▶ Available records:
*****

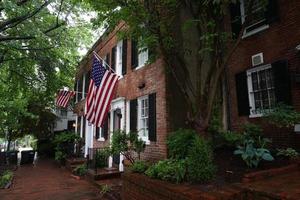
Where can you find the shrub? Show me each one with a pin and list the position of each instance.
(200, 167)
(253, 152)
(288, 152)
(168, 170)
(5, 178)
(126, 144)
(101, 157)
(179, 142)
(252, 131)
(139, 166)
(64, 145)
(80, 170)
(191, 159)
(283, 116)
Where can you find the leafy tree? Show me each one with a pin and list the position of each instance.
(192, 38)
(39, 43)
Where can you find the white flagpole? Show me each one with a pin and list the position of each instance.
(105, 63)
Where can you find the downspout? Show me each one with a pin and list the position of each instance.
(228, 99)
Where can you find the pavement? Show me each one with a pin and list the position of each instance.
(47, 181)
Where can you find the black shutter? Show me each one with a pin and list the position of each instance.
(133, 115)
(134, 54)
(236, 20)
(242, 94)
(282, 82)
(97, 133)
(113, 58)
(272, 11)
(152, 117)
(107, 59)
(124, 57)
(105, 129)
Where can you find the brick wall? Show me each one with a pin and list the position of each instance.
(277, 42)
(151, 75)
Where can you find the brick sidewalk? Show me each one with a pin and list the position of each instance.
(46, 181)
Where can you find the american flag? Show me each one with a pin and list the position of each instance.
(63, 97)
(100, 93)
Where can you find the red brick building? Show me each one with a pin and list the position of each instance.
(263, 70)
(140, 103)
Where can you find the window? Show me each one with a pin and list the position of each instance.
(119, 58)
(99, 134)
(63, 112)
(256, 17)
(143, 116)
(142, 57)
(261, 89)
(139, 55)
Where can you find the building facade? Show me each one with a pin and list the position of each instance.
(140, 102)
(265, 67)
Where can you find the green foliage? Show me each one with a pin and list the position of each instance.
(283, 116)
(127, 144)
(288, 152)
(178, 143)
(64, 144)
(105, 189)
(191, 159)
(254, 152)
(5, 178)
(200, 167)
(139, 166)
(80, 170)
(168, 170)
(39, 54)
(101, 158)
(252, 131)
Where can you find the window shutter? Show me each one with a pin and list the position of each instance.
(272, 11)
(124, 57)
(133, 115)
(105, 129)
(113, 58)
(107, 59)
(152, 117)
(242, 93)
(97, 133)
(236, 20)
(282, 82)
(134, 54)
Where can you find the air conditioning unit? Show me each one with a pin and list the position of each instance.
(257, 59)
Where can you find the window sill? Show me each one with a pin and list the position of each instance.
(255, 115)
(139, 67)
(101, 139)
(255, 31)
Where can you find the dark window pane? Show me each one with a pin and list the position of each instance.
(254, 81)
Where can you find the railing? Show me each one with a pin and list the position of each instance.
(97, 158)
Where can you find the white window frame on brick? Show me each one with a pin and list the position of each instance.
(269, 88)
(143, 118)
(101, 134)
(142, 57)
(119, 53)
(256, 30)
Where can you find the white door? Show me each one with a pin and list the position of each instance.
(117, 121)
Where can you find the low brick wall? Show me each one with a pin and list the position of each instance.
(140, 187)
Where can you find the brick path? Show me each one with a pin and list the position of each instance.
(46, 181)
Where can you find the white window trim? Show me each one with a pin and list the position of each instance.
(250, 89)
(254, 31)
(145, 139)
(101, 137)
(118, 58)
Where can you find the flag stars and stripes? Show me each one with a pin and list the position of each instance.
(100, 93)
(63, 97)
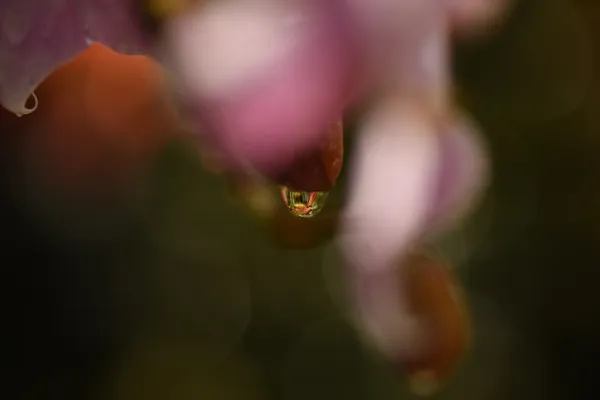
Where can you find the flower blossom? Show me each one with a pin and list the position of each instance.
(262, 78)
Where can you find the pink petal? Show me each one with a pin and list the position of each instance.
(275, 102)
(463, 171)
(38, 36)
(393, 180)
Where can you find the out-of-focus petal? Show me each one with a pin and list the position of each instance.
(413, 173)
(475, 16)
(406, 44)
(394, 175)
(263, 93)
(392, 181)
(38, 36)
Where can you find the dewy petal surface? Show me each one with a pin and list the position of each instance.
(37, 36)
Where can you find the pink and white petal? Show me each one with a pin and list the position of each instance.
(476, 16)
(463, 171)
(38, 36)
(265, 92)
(393, 178)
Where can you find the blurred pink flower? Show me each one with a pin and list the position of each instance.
(262, 78)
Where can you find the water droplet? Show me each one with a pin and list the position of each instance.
(304, 204)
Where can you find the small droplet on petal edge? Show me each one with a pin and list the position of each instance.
(304, 204)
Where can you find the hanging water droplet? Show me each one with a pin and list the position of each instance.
(304, 204)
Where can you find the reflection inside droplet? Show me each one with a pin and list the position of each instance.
(304, 204)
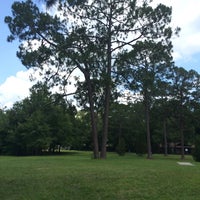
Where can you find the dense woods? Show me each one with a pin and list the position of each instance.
(117, 46)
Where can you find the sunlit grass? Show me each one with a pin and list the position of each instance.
(76, 176)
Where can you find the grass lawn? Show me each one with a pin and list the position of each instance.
(75, 176)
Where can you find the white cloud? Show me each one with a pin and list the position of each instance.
(15, 88)
(186, 15)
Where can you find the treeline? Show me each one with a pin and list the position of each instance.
(41, 123)
(114, 45)
(45, 123)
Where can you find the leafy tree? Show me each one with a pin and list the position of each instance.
(147, 64)
(184, 86)
(88, 35)
(37, 124)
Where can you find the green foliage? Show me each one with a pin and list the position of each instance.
(37, 124)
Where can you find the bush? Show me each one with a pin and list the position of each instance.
(196, 151)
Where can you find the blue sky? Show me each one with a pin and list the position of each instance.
(14, 78)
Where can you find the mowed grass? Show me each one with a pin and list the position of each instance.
(75, 176)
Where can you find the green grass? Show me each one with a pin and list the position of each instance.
(78, 177)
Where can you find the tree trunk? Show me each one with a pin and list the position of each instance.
(93, 119)
(107, 90)
(146, 101)
(165, 138)
(182, 140)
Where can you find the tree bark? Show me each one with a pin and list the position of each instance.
(165, 138)
(149, 151)
(93, 119)
(107, 90)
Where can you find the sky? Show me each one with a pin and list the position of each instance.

*****

Pictures are to be left out; the records above must be repeated word for word.

Where can you find the shrub? Show me each one with a pin and list the position of each instance.
(200, 167)
(253, 152)
(288, 152)
(168, 170)
(5, 178)
(126, 144)
(101, 157)
(179, 142)
(252, 131)
(139, 166)
(64, 145)
(80, 170)
(191, 159)
(283, 116)
Where can you find the leafy tree? Show me each one with a pin and list the position of each instance.
(192, 38)
(39, 43)
Where can you find the white flagpole? Show me each one with a pin and list the position of each instance.
(105, 63)
Where can you find the downspout? Show me each one with a pin and list the position of each instance.
(228, 99)
Where can you find the pavement? Show me each one with a pin and list the position of each instance.
(47, 181)
Where can you find the black shutter? Show me each one with a pin and list the position of each instance.
(133, 115)
(134, 54)
(236, 20)
(242, 94)
(282, 82)
(97, 133)
(113, 58)
(272, 11)
(152, 117)
(107, 59)
(124, 57)
(105, 129)
Where can you find the brick wall? Show me each one with a pin and list the position of each instance.
(277, 42)
(151, 75)
Where can you find the brick sidewalk? Show me each one with a pin and list the position of each instance.
(46, 181)
Where can you find the american flag? Show me each one with a pin and list the position of each instance.
(63, 97)
(100, 93)
Where can you find the red brick building? Show me each one with a pin and list the position of each instance.
(263, 70)
(140, 103)
Where can you find the window? Show me each one with a pin and list the position of each instance.
(119, 58)
(99, 134)
(63, 112)
(256, 17)
(143, 116)
(142, 57)
(261, 89)
(139, 55)
Where can you find the building facade? Show me each one with a pin and list the position of each instance.
(140, 102)
(265, 67)
Where can you find the green foliage? Show me each one with a pin and list the position of each instance.
(283, 116)
(127, 144)
(288, 152)
(178, 143)
(64, 144)
(105, 189)
(191, 159)
(254, 152)
(5, 178)
(200, 167)
(139, 166)
(80, 170)
(168, 170)
(39, 54)
(101, 158)
(252, 131)
Where can you find the window shutter? Show me each one with a pin and list the position of each instance.
(272, 11)
(124, 57)
(133, 115)
(105, 129)
(113, 58)
(107, 59)
(152, 117)
(242, 93)
(97, 133)
(236, 20)
(282, 82)
(134, 54)
Where can you find the air conditioning unit? Show me each one with a pin and list the position of each instance.
(257, 59)
Where can you find the window sill? Show me each one with a pin and list the position of each instance.
(255, 115)
(139, 67)
(101, 139)
(255, 31)
Where can you find the dark window pane? Show me each one with a pin and list the position of each instance.
(254, 81)
Where can you find the railing? Show me each one with a pin and list the position of each instance.
(97, 158)
Where can you find the white window frame on brick? Show me each one with a pin and list the position of each instance.
(269, 88)
(143, 118)
(101, 134)
(142, 57)
(119, 53)
(256, 30)
Where can you find the white door? Show me each one with a pin and list the position of each instance.
(117, 121)
Where can you find the low brick wall? Show me each one with a pin and list the position of each instance.
(140, 187)
Where can you find the brick path? Show me each one with a pin and list the position of each instance.
(46, 181)
Where can you find the white window trim? Show me each one with a pin and list the position of each instance.
(250, 89)
(254, 31)
(145, 139)
(101, 137)
(118, 58)
Where can you find the flag stars and stripes? Show me each one with a pin and list the position of each instance.
(100, 93)
(63, 97)
Where can you find the flower blossom? Show me each one with a pin and list the position of each instance.
(262, 78)
Where can you find the pink petal? Show me each one with a pin and list the position of each instance.
(275, 102)
(463, 171)
(38, 36)
(393, 180)
Where can you find the out-of-focus petal? Show me each one with a pin and list the position of each instance.
(413, 173)
(475, 16)
(406, 44)
(394, 175)
(263, 93)
(392, 181)
(38, 36)
Where can you find the dewy petal surface? Show me each one with a pin and list the position of each instance.
(37, 36)
Where can you find the pink and white petal? Show me each one with a pin and list the position of each instance.
(476, 16)
(463, 171)
(38, 36)
(265, 92)
(393, 178)
Where can you find the blurred pink flower? Show me each one with a pin and list the position of each instance.
(262, 78)
Where can you find the water droplet? Show me each one with a pin and list the position of each instance.
(304, 204)
Where can you find the small droplet on petal edge? Show me each one with a pin and list the position of each instance.
(304, 204)
Where can you find the hanging water droplet? Show me each one with a pin and list the position of each instance.
(304, 204)
Where can you find the reflection inside droplet? Show me each one with a pin and list the position of each instance.
(304, 204)
Where can you find the dense woods? Show me each one with a pin and list the position of each instance.
(117, 46)
Where can you find the sunlit grass? Show me each one with a pin and list the position of each instance.
(76, 176)
Where can you find the grass lawn? Show me each one with a pin and list the position of each instance.
(75, 176)
Where can you find the white cloud? Show me each one with a pin and list the position of each instance.
(15, 88)
(186, 15)
Where can you find the treeline? Show me each one with a pin and list the position of each instance.
(41, 123)
(114, 45)
(45, 123)
Where can you find the leafy tree? Show me each one with a pin and list the position of each instance.
(147, 64)
(184, 86)
(88, 35)
(37, 124)
Where can you find the green foliage? Show me each one with a pin and list the position of each instance.
(37, 124)
Where can you find the bush? Show me each one with a pin and list the position of each instance.
(196, 151)
Where can you find the blue sky? Show me each one with a pin and list the position of each instance.
(14, 78)
Where can you find the mowed grass? Show me each one with a pin and list the position of each instance.
(75, 176)
Where can you find the green grass? Show me each one with a pin and list the position of each instance.
(78, 177)
Where can you find the tree trunk? Show me each one with a pin and list the position of each instance.
(93, 119)
(107, 90)
(146, 101)
(165, 138)
(182, 140)
Where can you find the tree bark? Show me each one with a pin and list the position of each instance.
(165, 138)
(149, 151)
(93, 119)
(107, 90)
Where can you find the sky? Show me each one with a pin and list the position of each instance.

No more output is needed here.